- **TASK TO COMPLETE**: Reproduce exactly the lines from the one containing "of the sea." through the last line of the data, both ends included.
★ ★ ★ ★ ★ ★ ★
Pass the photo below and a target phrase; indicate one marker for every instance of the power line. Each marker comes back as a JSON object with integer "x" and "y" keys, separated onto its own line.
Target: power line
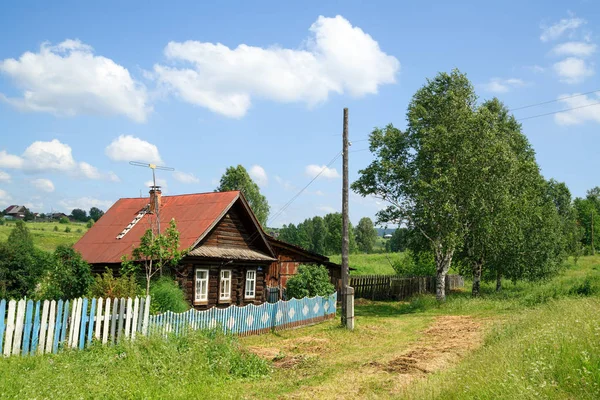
{"x": 559, "y": 111}
{"x": 554, "y": 101}
{"x": 286, "y": 205}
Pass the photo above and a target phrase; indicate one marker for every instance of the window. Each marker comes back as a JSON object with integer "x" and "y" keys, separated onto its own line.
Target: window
{"x": 201, "y": 285}
{"x": 250, "y": 283}
{"x": 225, "y": 285}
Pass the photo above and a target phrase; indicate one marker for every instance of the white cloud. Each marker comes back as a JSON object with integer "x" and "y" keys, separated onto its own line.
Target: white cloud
{"x": 5, "y": 199}
{"x": 536, "y": 69}
{"x": 336, "y": 58}
{"x": 45, "y": 185}
{"x": 286, "y": 185}
{"x": 52, "y": 156}
{"x": 185, "y": 177}
{"x": 326, "y": 172}
{"x": 259, "y": 175}
{"x": 10, "y": 160}
{"x": 565, "y": 25}
{"x": 573, "y": 70}
{"x": 5, "y": 177}
{"x": 586, "y": 110}
{"x": 131, "y": 148}
{"x": 68, "y": 79}
{"x": 85, "y": 203}
{"x": 328, "y": 209}
{"x": 578, "y": 49}
{"x": 499, "y": 85}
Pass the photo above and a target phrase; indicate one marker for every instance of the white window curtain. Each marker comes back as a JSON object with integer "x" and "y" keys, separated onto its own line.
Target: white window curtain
{"x": 225, "y": 293}
{"x": 250, "y": 284}
{"x": 201, "y": 285}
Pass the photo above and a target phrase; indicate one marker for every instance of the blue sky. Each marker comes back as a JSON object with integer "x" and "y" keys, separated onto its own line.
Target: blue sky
{"x": 199, "y": 87}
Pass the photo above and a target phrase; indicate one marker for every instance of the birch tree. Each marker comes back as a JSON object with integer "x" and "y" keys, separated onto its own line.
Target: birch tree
{"x": 419, "y": 172}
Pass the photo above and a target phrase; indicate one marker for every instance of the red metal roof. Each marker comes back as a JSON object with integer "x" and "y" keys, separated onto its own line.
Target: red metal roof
{"x": 194, "y": 214}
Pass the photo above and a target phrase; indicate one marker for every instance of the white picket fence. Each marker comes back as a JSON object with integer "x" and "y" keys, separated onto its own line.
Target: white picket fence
{"x": 28, "y": 327}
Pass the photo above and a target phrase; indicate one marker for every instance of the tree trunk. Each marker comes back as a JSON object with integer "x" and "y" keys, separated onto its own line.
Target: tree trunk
{"x": 498, "y": 281}
{"x": 477, "y": 268}
{"x": 443, "y": 261}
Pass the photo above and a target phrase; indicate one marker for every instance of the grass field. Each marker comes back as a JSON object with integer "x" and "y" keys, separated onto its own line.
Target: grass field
{"x": 44, "y": 235}
{"x": 370, "y": 264}
{"x": 530, "y": 341}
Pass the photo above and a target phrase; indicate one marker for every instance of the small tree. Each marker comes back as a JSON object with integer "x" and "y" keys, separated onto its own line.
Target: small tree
{"x": 79, "y": 215}
{"x": 366, "y": 235}
{"x": 154, "y": 252}
{"x": 68, "y": 277}
{"x": 311, "y": 280}
{"x": 237, "y": 178}
{"x": 96, "y": 213}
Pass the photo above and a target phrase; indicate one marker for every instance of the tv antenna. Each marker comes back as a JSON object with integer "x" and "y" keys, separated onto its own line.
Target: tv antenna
{"x": 153, "y": 167}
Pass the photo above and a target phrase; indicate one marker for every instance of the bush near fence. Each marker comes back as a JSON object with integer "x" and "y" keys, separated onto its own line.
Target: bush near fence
{"x": 394, "y": 287}
{"x": 28, "y": 328}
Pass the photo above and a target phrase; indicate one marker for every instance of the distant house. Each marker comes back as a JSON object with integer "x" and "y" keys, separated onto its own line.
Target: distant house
{"x": 15, "y": 212}
{"x": 230, "y": 259}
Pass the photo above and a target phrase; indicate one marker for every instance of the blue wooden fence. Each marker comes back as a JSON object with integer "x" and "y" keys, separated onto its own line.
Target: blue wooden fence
{"x": 249, "y": 319}
{"x": 28, "y": 327}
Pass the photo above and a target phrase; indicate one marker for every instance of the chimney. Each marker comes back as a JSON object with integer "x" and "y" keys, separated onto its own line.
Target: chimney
{"x": 155, "y": 198}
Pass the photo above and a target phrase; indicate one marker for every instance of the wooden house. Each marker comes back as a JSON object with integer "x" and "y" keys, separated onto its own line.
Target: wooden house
{"x": 230, "y": 259}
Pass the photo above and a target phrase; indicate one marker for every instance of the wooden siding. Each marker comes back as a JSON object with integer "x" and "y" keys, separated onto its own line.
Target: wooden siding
{"x": 234, "y": 232}
{"x": 187, "y": 280}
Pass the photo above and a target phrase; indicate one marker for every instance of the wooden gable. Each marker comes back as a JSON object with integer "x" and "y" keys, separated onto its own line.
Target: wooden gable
{"x": 236, "y": 230}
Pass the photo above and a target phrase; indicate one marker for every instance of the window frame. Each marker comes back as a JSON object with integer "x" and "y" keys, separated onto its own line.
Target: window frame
{"x": 207, "y": 280}
{"x": 253, "y": 280}
{"x": 221, "y": 283}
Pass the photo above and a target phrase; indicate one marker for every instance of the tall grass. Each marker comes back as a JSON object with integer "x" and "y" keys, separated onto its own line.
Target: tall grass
{"x": 550, "y": 352}
{"x": 199, "y": 365}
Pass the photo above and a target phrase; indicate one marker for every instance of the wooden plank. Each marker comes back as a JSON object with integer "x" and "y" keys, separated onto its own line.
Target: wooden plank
{"x": 51, "y": 326}
{"x": 65, "y": 323}
{"x": 2, "y": 324}
{"x": 76, "y": 323}
{"x": 146, "y": 315}
{"x": 26, "y": 330}
{"x": 72, "y": 322}
{"x": 128, "y": 315}
{"x": 43, "y": 326}
{"x": 134, "y": 320}
{"x": 91, "y": 321}
{"x": 113, "y": 321}
{"x": 58, "y": 327}
{"x": 19, "y": 327}
{"x": 10, "y": 327}
{"x": 36, "y": 329}
{"x": 121, "y": 318}
{"x": 98, "y": 319}
{"x": 106, "y": 322}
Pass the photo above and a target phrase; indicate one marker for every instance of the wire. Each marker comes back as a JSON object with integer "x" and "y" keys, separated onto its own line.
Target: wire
{"x": 554, "y": 101}
{"x": 289, "y": 203}
{"x": 559, "y": 111}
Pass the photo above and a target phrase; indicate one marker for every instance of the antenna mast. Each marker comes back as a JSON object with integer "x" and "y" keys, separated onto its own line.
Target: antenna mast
{"x": 153, "y": 167}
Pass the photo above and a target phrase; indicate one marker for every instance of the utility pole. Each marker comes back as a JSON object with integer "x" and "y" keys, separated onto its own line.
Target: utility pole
{"x": 347, "y": 291}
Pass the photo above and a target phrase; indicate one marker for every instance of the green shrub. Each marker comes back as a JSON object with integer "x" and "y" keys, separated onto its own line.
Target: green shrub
{"x": 415, "y": 264}
{"x": 68, "y": 276}
{"x": 311, "y": 280}
{"x": 167, "y": 296}
{"x": 107, "y": 285}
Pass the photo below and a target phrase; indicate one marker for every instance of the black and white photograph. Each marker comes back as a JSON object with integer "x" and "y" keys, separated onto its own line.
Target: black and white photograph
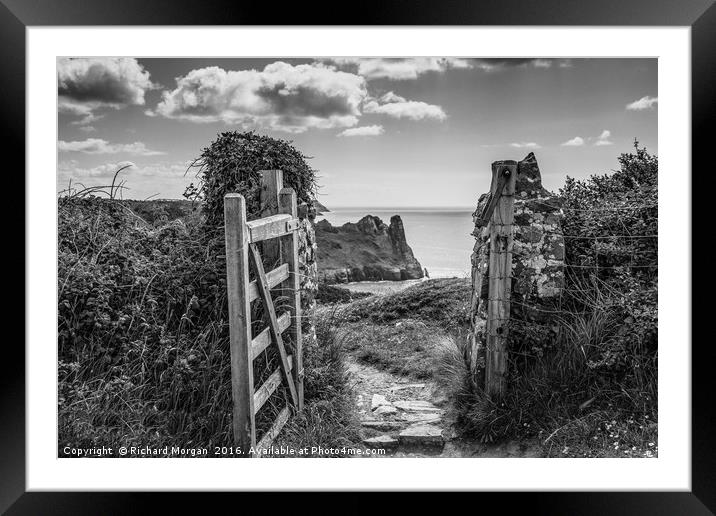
{"x": 357, "y": 257}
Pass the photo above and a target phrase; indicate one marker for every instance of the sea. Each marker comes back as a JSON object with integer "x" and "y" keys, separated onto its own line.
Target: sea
{"x": 440, "y": 238}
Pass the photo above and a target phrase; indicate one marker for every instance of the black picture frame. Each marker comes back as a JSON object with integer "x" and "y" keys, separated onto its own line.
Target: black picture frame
{"x": 700, "y": 15}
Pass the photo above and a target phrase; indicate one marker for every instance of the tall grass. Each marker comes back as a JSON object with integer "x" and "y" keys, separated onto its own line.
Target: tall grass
{"x": 561, "y": 395}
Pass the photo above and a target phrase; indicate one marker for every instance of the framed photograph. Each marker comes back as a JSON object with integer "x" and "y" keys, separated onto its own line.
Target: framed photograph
{"x": 454, "y": 241}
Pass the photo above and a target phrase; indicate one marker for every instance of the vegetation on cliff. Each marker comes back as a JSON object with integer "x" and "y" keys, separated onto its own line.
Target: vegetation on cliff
{"x": 368, "y": 250}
★ ★ ★ ★ ★ ★ ★
- **FINISHED EXERCISE**:
Pass the photo above and a target phrase; indicate one marker for every instance of the sea. Each marker comes back as a JSON object with integer "x" and "y" keys, separated onto its own line.
Target: sea
{"x": 440, "y": 238}
Pass the photo above and a target phrase; indicate one marker for every instance of the black picture frame. Each marker comes back as a JSON object with integer "x" and "y" keys, separated onto its own line.
Target: black picture frame
{"x": 700, "y": 15}
Pass the photo above and a target phrase; indicate one marker for every instance of the tall grass. Each marker comes back as a JSON object with integer "x" and "y" keys, separated onto its own line.
Target: tall grass
{"x": 561, "y": 395}
Pass the photo above and a target phrase; indicate one marker for every instance of the framed photograph. Each marker comes back as a JSON object with integer "x" and "y" keys, separated onto its own line.
Target: framed photograph
{"x": 454, "y": 241}
Pass the photo above and a target phrase; indicate one marker for every instance of the vegetation on cliff. Each marker comes back as a JSON object with integer "x" and "y" keys, separated onto its own line.
Target: vegetation on cliff
{"x": 368, "y": 250}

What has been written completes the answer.